Rescale the entries from the line containing "[locate] bird's blue" through the end of the entries, inclusive: give only those lines again, requests included, with every point coordinate in the answers multiplied by 1.8 and rounded to a whole number, halves up. Omit the pictures.

:: Records for this exercise ::
■ ■ ■ ■ ■

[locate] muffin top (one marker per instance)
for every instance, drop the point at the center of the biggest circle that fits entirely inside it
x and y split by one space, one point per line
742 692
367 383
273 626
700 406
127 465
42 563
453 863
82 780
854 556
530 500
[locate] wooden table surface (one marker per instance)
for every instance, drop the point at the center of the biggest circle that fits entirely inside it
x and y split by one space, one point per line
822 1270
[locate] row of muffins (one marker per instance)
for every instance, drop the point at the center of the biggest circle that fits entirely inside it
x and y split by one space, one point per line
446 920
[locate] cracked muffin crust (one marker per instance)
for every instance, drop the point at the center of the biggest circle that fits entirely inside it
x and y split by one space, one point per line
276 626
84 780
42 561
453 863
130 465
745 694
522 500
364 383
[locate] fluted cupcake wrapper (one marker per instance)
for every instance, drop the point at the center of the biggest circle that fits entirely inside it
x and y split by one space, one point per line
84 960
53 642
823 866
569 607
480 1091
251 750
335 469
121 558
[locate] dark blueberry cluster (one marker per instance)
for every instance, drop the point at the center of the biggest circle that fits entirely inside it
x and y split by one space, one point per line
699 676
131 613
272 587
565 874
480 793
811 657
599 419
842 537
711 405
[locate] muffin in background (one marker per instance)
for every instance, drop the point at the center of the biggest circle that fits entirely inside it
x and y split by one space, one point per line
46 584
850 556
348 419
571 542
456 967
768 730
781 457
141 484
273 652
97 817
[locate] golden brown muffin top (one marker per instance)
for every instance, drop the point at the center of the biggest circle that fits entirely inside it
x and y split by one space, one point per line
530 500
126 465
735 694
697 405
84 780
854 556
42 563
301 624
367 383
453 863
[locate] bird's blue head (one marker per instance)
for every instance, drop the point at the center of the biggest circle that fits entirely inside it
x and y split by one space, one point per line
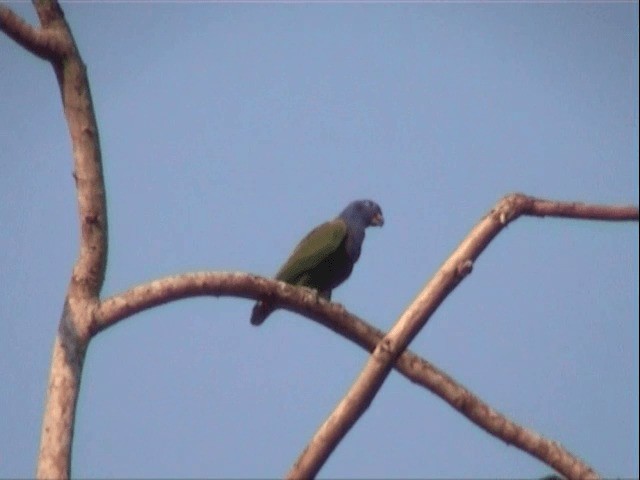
364 213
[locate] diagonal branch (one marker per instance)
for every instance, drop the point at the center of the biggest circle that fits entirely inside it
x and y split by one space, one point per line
335 317
42 42
452 272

■ ■ ■ ■ ■

:: Result of this exercise ::
[locate] bird's blue head (one marker per instance)
for every instance, drop the point at the center of the biggest circle that fits entirely inside it
x and y split by one space, one point per line
655 383
[locate] diagonal branch (one marker per instance)
for every instance, drop the point at the center of the biggest circle that fits entirely inside it
x and y split by one space, one point per line
603 571
76 76
814 490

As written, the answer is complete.